* WHAT TO WORK ON:
Count how many lines in the material below contain the word "woman", matching case exactly, and reply with that number only.

* DATASET RECORDS:
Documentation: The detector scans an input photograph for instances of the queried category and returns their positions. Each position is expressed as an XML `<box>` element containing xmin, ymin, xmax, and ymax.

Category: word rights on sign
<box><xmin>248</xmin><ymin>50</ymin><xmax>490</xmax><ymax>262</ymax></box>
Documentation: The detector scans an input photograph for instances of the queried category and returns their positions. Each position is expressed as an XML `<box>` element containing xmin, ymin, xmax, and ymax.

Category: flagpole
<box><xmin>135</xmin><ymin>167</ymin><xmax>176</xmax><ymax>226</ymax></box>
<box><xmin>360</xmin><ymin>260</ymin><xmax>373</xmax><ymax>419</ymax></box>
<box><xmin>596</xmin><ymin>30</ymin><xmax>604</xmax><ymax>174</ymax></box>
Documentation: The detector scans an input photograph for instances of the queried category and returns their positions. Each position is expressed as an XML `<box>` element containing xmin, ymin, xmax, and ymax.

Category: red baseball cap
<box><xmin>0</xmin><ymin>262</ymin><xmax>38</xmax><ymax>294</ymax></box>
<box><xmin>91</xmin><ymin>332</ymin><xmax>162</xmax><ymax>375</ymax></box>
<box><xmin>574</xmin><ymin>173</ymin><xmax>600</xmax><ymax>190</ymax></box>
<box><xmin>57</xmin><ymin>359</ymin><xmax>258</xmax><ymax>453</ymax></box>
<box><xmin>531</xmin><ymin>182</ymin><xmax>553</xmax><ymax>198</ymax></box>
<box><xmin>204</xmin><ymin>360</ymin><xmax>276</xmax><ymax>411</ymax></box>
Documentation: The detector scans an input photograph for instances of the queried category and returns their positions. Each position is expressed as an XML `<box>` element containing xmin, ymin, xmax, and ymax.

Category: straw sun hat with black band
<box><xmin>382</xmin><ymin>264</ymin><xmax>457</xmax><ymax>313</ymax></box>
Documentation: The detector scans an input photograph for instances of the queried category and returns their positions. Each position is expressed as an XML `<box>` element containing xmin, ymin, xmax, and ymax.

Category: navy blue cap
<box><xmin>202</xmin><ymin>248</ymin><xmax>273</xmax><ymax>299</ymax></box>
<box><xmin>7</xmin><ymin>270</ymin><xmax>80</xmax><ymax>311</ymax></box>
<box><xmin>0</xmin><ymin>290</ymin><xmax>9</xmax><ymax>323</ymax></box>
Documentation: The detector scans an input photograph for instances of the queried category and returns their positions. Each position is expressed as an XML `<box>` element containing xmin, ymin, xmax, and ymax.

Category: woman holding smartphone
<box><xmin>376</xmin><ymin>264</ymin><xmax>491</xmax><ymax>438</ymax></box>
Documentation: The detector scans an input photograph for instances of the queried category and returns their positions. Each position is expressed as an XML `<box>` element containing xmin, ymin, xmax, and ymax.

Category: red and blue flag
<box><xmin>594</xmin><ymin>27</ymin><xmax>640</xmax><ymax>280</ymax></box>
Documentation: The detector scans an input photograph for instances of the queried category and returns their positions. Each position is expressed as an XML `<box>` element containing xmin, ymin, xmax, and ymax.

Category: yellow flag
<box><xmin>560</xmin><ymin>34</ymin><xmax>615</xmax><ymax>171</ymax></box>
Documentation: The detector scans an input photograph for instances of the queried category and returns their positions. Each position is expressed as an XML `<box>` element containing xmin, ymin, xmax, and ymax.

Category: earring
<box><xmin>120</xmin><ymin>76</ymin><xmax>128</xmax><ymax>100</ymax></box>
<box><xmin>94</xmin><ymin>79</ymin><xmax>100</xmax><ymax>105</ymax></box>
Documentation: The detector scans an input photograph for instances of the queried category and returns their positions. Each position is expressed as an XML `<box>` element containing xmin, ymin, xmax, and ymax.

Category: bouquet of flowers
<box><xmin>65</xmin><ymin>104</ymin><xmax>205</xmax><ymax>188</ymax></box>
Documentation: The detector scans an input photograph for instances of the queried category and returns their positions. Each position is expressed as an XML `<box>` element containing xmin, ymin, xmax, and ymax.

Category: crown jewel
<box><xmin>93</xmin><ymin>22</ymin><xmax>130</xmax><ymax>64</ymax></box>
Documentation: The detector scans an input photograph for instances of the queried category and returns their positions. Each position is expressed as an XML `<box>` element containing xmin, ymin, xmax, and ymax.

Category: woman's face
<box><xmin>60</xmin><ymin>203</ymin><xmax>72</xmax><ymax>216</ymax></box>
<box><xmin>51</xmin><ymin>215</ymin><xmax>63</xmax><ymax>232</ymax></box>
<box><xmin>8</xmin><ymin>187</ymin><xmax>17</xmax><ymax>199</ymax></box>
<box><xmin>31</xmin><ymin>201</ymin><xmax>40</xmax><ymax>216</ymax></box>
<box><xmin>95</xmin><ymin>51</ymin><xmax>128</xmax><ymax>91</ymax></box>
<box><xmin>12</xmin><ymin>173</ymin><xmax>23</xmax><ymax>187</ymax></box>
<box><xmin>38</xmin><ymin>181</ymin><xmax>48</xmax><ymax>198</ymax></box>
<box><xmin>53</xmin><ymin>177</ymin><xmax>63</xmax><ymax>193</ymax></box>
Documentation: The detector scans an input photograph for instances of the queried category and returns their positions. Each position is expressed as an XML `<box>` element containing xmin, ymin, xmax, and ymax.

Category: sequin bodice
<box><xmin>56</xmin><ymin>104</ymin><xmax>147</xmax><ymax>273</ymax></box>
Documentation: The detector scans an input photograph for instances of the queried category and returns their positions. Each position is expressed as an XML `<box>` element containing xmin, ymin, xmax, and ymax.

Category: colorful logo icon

* CORRECT OUTPUT:
2